Segment Start: AVAILABLE RECORDS
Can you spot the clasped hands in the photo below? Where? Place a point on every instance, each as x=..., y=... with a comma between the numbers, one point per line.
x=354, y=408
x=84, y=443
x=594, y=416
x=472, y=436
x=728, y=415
Segment End: AVAILABLE RECORDS
### [TASK BRIEF]
A verbatim transcription of all the entries above is required.

### [EXPECTED OUTPUT]
Can you spot the clasped hands in the photo below? Where? Place a point on every instance, each as x=..., y=... with a comma between the numbers, one point per line.
x=354, y=408
x=84, y=443
x=594, y=416
x=472, y=436
x=728, y=415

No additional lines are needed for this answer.